Source document:
—————

Gernot Heiser wrote:
On Fri, 20 Jan 2006 14:04:03 +0100, "Udo A. Steinberg" us15@os.inf.tu-dresden.de said:
You imply that donation across preemptions is the "correct" behaviour. This is at least debated. In fact, the original motivation is not at all to donate a time slice, but to do lazy scheduling,
A different slant on 'proper' timeslice donation.
Situation:
Thread A has a 'very long' timeslice (set by L4_Schedule()), and is currently running on the CPU.
Thread B has a standard timeslice, is active (ready), but not running, not because is blocked on IPC, but just because it has a priority lower than A.
Thread A ... L4_ThreadSwitch ( Thread B ); ...
According to these L4 specifications:
http://l4hq.org/docs/manuals/l4-x2-20051021.pdf http://www.ertos.nicta.com.au/software/kenge/pistachio/latest/refman.pdf
-------------------------------------------------------- THREADSWITCH [Systemcall] The invoking thread releases the processor (non-preemptively) so that another ready thread can be processed.
Input Parameter
1) dest == nilthread Processing switches to an undefined ready thread which is selected by the scheduler. (It might be the invoking thread.) Since this is “ordinary” scheduling, the thread gets a new timeslice.
2) dest != nilthread If dest is ready, processing switches to this thread. In this “extraordinary” scheduling, the invoking thread donates its remaining timeslice to the destination thread. (This one gets the donation in addition to its ordinarily scheduled timeslices, if any.) ... --------------------------------------------------------
Since the correctness of some software I am writing may end relying on the behaviour _specified_ at point 2) above, I have the following Q:
Do L4 implementations _really_ honour case 2) ? In other words, will Thread B run as long as prescribed by Thread A timeslice ?
Local experts believe that current L4 implementation(s) do not conform to specification, and Thread B will run only until the next timertick.
Comments ?
Sergio

—————

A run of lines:
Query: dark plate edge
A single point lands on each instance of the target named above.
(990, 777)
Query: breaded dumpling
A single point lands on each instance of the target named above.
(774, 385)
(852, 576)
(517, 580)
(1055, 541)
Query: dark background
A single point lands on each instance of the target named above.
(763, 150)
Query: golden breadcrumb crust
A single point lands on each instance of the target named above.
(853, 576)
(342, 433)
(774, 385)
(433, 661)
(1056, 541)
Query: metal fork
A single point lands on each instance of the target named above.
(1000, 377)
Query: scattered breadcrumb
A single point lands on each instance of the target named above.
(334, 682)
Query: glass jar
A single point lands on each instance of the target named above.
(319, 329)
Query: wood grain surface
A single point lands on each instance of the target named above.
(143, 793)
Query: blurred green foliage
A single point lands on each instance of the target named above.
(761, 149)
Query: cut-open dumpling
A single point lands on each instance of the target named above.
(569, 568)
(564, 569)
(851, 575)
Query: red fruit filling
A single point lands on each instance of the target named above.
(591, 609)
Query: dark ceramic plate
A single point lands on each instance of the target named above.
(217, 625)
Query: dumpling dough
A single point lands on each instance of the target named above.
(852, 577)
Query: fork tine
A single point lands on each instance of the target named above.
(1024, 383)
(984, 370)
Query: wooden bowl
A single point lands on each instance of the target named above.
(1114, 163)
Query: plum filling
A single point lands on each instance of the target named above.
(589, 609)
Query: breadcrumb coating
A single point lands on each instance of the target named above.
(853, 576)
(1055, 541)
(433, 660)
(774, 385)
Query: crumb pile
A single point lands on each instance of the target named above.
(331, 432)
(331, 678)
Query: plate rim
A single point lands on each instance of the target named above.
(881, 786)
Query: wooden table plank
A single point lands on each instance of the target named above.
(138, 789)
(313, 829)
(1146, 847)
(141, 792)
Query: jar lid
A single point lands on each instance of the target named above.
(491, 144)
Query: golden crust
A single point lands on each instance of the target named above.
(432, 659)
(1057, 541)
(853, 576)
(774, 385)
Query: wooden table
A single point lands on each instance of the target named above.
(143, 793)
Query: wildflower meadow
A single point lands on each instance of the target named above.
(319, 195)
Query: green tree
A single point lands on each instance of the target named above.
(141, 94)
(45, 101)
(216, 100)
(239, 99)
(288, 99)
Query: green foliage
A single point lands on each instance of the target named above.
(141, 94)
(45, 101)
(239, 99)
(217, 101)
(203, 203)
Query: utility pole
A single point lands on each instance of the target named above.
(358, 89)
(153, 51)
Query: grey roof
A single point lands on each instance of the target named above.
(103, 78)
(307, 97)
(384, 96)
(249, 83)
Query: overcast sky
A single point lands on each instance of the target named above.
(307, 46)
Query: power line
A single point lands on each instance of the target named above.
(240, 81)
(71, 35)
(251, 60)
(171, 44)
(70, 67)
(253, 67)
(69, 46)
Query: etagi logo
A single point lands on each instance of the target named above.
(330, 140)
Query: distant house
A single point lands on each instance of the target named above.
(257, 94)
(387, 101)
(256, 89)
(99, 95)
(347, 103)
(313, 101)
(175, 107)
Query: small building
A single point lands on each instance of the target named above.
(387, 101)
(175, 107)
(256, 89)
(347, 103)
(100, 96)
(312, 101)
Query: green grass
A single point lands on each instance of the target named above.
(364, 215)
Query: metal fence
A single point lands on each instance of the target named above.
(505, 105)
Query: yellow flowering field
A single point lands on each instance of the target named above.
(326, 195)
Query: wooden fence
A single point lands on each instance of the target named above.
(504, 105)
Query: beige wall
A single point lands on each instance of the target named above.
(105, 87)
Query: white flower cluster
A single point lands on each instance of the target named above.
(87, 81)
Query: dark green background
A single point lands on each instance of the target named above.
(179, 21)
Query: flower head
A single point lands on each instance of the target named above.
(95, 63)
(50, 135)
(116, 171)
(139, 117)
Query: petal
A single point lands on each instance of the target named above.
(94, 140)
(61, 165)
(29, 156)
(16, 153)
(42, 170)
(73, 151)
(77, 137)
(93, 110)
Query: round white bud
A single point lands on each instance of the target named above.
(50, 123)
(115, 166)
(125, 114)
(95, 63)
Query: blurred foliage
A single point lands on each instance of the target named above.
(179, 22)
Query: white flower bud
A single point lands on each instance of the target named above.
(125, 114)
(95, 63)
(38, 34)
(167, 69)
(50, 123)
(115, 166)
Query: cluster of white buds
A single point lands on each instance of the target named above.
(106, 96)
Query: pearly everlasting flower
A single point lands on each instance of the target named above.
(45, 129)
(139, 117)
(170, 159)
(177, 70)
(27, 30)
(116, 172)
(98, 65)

—————

What to do: Retype the stretch of the L4 timeslice donation thread from "Thread A ..." through "a new timeslice.".

Task result:
Thread A ... L4_ThreadSwitch ( Thread B ); ...
According to these L4 specifications:
http://l4hq.org/docs/manuals/l4-x2-20051021.pdf http://www.ertos.nicta.com.au/software/kenge/pistachio/latest/refman.pdf
-------------------------------------------------------- THREADSWITCH [Systemcall] The invoking thread releases the processor (non-preemptively) so that another ready thread can be processed.
Input Parameter
1) dest == nilthread Processing switches to an undefined ready thread which is selected by the scheduler. (It might be the invoking thread.) Since this is “ordinary” scheduling, the thread gets a new timeslice.